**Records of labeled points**
— begin —

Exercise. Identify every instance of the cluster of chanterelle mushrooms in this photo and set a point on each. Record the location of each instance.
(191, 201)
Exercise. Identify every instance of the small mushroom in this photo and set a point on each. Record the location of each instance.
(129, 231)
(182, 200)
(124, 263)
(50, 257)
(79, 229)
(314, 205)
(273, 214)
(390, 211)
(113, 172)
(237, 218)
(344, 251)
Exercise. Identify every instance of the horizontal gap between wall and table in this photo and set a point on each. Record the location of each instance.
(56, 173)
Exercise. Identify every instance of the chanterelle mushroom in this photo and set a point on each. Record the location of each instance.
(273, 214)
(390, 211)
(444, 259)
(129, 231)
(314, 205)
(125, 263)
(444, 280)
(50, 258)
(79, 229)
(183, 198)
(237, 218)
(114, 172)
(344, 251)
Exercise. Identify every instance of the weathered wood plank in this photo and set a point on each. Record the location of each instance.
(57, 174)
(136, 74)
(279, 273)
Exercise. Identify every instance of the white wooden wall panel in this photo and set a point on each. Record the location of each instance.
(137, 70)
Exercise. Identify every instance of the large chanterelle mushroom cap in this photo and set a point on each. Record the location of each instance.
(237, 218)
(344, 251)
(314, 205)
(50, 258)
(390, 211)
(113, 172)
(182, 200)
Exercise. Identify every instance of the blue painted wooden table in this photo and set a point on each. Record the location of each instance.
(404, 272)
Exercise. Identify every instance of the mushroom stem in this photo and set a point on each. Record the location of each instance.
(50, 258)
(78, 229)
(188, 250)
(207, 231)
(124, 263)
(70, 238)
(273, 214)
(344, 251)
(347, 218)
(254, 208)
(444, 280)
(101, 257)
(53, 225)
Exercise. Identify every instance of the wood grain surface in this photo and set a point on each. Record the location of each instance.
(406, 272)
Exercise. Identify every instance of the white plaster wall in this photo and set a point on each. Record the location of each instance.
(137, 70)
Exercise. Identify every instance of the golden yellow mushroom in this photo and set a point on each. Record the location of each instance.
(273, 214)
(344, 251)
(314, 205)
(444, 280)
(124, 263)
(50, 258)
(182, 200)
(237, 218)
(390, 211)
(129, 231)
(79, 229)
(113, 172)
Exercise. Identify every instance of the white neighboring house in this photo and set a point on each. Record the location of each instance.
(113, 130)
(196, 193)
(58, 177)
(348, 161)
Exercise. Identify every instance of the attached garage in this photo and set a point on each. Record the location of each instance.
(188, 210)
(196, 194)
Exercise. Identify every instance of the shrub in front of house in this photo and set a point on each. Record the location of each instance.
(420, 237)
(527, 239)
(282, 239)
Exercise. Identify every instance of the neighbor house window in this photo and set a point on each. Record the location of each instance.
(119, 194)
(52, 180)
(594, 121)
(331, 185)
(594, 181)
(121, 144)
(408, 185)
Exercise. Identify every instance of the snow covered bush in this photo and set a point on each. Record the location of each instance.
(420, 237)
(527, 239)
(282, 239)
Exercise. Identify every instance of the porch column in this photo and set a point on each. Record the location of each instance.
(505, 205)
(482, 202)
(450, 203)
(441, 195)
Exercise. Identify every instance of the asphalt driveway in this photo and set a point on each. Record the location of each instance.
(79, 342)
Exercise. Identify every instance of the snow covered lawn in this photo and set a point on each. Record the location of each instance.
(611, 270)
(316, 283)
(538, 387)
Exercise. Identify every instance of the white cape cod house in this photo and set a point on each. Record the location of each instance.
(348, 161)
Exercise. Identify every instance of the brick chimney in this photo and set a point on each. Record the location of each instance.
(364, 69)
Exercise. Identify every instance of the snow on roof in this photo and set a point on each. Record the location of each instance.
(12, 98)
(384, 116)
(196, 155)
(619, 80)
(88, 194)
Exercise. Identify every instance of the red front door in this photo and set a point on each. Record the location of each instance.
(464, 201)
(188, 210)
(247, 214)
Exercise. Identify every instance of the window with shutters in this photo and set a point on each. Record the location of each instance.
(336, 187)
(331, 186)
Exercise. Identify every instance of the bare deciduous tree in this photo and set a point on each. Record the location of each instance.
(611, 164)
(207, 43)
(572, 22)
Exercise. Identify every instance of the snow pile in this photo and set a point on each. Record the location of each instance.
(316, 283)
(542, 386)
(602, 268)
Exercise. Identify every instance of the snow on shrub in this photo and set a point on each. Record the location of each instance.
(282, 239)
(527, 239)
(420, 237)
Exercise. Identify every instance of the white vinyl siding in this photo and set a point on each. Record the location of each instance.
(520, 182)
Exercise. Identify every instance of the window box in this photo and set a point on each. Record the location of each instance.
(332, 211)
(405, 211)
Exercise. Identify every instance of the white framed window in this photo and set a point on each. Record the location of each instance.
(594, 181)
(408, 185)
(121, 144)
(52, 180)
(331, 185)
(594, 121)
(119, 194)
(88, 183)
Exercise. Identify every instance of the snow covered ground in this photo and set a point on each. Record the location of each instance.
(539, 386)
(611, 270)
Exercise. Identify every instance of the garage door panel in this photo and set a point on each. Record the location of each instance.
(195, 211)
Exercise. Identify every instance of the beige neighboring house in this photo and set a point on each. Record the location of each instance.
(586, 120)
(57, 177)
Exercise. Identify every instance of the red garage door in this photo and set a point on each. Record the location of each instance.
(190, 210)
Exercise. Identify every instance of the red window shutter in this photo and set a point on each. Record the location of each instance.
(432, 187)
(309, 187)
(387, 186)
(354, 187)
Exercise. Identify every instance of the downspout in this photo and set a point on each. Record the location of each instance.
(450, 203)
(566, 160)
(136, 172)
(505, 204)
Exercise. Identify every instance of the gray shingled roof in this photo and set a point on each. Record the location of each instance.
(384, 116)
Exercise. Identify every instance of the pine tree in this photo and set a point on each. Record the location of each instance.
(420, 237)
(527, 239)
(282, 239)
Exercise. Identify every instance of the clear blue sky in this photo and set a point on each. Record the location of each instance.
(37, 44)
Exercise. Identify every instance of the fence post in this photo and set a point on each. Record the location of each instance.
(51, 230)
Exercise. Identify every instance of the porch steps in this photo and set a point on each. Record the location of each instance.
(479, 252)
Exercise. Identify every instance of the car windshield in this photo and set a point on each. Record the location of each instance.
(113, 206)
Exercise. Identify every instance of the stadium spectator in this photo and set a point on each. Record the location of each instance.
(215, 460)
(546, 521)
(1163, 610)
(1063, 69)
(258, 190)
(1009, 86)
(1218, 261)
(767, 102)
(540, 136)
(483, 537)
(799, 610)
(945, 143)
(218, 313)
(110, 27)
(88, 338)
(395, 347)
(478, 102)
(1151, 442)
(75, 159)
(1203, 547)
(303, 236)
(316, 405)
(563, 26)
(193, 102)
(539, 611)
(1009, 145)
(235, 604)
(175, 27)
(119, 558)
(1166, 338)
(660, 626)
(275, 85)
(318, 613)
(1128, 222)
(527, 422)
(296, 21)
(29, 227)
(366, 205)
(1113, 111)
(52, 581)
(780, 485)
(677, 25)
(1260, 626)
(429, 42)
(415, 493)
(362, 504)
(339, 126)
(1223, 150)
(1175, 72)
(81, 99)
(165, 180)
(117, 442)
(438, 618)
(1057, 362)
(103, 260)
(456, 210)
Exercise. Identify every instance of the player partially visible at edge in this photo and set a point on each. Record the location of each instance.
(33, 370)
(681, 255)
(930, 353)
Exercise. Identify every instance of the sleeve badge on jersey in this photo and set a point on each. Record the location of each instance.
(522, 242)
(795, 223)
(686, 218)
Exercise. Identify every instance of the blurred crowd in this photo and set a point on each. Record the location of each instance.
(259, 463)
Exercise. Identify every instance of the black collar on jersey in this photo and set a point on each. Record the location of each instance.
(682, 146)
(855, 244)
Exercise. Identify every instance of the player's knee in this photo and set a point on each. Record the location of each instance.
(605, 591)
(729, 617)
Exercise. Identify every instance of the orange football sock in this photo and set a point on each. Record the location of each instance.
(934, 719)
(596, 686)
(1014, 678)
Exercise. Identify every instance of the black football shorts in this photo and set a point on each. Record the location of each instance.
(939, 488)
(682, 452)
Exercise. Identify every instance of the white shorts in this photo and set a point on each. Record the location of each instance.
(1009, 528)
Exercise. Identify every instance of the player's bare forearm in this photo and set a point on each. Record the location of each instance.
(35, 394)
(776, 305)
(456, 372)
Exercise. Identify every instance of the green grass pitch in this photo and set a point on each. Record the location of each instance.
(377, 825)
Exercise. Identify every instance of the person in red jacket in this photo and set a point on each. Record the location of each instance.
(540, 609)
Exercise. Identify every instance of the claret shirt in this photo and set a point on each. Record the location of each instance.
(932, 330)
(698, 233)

— end —

**Task details**
Switch "knee" to "elbow" in the lines from the one holding "Exercise. Identify every instance of the player's knee" through the one holding "(1014, 678)", inclusive. Return only those lines, with everything else left unchanged.

**Full output**
Exercise. Identify every instance of the player's elbow in this photo and set a point on each. Record the location of each instance.
(605, 591)
(729, 617)
Exercise. Identify every instance of the orange football sock in this photo and set a point on each. Record the location of each instance.
(934, 719)
(596, 686)
(1014, 678)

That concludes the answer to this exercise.